- _Ziel der Übung_: Entscheide für jede Aussage, ob sie mit dem Textauszug übereinstimmt, und belege dein Ja oder Nein mit den entscheidenden Worten des Textauszugs im Wortlaut. 1. Die Studie entstand an der ETH Lausanne in Zusammenarbeit mit der Princeton Universität und der Stiftung Bruno Kessler. 2. Gallotti hält KI für schlau. 3. Die Stiftung Bruno Kessler finanziert ein Forschungsinstitut in Trento.

- _Textauszug_:
- - -
Wer nach überzeugenden Argumenten für eine bestimmte politische Meinung sucht, hat mit KI ein mächtiges Werkzeug. Das zeigen Erfahrungen mit Chatbots.
Nun wird das auch wissenschaftlich untermauert: Wenn KI-Sprachmodelle ein paar persönliche Informationen des Gegenübers kennen, sind sie in politischen Debatten überzeugender als die meisten Menschen, so das Ergebnis einer Studie der ETH Lausanne in Zusammenarbeit mit der Princeton Universität in den USA und der Stiftung Bruno Kessler. Diese finanziert ein Forschungsinstitut im italienischen Trento, wo auch Riccardo Gallotti arbeitet.
Die Resultate der Studie seien beeindruckend, sagt Gallotti. «KI ist nicht schlau, aber sie weiss alles. So kann sie aus vielen Argumenten, je nach Gegenüber, die passenden auswählen.»
- - -
- _Gespeicherte Daten_:
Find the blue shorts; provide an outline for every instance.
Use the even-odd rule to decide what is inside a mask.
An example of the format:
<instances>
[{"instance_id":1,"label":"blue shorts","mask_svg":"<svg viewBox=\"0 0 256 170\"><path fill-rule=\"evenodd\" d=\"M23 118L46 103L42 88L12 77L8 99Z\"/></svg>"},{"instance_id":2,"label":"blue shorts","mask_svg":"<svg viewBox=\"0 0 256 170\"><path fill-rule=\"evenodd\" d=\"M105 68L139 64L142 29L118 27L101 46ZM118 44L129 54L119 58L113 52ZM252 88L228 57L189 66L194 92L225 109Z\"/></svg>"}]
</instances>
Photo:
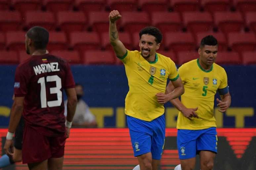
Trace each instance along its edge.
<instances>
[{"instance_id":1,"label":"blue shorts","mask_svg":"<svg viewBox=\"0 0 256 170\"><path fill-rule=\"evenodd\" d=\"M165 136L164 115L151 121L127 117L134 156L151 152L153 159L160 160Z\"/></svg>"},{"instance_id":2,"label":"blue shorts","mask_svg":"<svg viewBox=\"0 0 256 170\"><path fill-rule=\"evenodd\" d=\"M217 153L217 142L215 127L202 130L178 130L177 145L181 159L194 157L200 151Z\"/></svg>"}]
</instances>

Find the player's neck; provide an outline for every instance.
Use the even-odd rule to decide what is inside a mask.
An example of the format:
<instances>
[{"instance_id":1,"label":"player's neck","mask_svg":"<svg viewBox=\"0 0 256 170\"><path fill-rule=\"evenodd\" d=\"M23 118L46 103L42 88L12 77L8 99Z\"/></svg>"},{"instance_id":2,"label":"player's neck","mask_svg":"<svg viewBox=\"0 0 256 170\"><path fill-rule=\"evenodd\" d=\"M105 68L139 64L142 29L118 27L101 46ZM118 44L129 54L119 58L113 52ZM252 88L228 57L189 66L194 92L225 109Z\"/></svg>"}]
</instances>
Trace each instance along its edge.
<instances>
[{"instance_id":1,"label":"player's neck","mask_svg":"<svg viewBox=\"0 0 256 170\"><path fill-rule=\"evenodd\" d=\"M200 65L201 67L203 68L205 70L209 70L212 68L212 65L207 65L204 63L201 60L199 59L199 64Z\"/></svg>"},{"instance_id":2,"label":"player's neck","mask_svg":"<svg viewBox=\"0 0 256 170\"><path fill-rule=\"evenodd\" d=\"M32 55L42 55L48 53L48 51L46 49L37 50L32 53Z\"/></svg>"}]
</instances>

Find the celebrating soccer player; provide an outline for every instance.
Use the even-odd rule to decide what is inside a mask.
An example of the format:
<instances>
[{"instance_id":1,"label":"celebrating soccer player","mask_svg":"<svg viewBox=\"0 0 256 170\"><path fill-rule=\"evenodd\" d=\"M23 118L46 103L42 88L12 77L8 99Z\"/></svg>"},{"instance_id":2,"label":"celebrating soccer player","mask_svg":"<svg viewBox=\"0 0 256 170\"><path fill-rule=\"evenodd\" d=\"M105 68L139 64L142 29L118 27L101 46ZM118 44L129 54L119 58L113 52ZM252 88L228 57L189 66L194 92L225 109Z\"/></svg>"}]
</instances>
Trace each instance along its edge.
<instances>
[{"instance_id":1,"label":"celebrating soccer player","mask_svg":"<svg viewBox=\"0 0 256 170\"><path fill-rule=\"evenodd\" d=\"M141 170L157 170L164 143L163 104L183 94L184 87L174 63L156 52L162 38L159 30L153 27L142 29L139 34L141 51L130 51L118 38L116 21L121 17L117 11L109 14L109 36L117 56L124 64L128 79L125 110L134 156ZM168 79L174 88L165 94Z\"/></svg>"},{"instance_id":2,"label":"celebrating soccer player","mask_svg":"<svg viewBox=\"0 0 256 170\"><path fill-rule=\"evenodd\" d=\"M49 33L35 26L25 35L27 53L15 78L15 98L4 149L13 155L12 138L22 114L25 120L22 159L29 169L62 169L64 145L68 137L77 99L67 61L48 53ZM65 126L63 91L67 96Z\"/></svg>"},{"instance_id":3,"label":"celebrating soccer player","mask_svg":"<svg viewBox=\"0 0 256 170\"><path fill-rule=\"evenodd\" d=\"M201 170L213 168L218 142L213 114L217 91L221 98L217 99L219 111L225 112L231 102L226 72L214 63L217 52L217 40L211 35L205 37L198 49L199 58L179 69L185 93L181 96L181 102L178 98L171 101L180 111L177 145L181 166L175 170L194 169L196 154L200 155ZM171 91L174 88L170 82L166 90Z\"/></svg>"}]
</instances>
- - -
- _Ergebnis_:
1. Ja: „einer Studie der ETH Lausanne in Zusammenarbeit mit der Princeton Universität in den USA und der Stiftung Bruno Kessler“
2. Nein: „KI ist nicht schlau“
3. Ja: „Diese finanziert ein Forschungsinstitut im italienischen Trento“